Sunday, January 14, 2007

Sherman Foundation Exclusive Interview: Actor Steve Tom

I received an email from actor Steve Tom thanking me for complimenting his performance in the Kodak "Winds of Change" video that I posted a few weeks ago. We chatted via email and as I had a few questions about it I asked if we could do a little Q&A. He agreed.

Here's the video if you haven't seen it.

As I was copying and pasting the code for the video embed I let it play in the background and just listened to it, he really knows how to work his voice. Listen to how straight the delivery is in the beginning and how well he changes it up to work the comedic bits.

How did you get involved with the Kodak "Winds of Change" video project?

__EXTRACTED RECORDS__
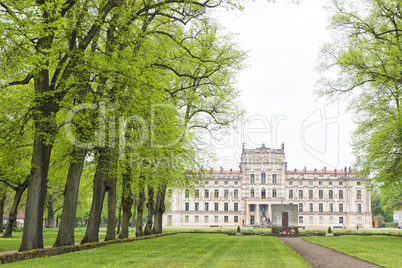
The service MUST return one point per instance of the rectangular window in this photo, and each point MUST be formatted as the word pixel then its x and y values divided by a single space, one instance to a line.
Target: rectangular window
pixel 359 194
pixel 252 179
pixel 263 178
pixel 274 179
pixel 300 207
pixel 359 208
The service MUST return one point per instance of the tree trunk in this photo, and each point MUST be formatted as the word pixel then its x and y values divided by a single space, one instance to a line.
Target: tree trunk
pixel 111 197
pixel 159 209
pixel 50 212
pixel 151 209
pixel 2 203
pixel 140 207
pixel 119 221
pixel 65 236
pixel 99 190
pixel 8 232
pixel 126 202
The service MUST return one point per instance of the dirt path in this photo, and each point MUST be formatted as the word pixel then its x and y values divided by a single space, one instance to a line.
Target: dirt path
pixel 319 256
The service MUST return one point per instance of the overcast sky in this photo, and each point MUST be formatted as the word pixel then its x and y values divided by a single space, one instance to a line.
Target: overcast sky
pixel 278 87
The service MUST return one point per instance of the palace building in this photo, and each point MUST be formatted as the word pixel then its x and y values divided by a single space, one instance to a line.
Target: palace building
pixel 229 198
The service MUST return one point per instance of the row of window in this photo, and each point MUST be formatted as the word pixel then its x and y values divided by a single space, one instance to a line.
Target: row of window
pixel 206 219
pixel 263 179
pixel 322 183
pixel 330 209
pixel 321 194
pixel 216 193
pixel 216 206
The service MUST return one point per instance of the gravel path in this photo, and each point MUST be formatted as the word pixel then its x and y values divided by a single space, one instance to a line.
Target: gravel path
pixel 320 256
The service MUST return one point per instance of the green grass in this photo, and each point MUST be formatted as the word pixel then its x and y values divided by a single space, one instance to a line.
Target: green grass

__EXERCISE AIM__
In the Steve Tom interview post, how did the actor first contact the writer?

__ANSWER TO THIS TASK__
He sent an email thanking the writer for complimenting his performance in the Kodak "Winds of Change" video.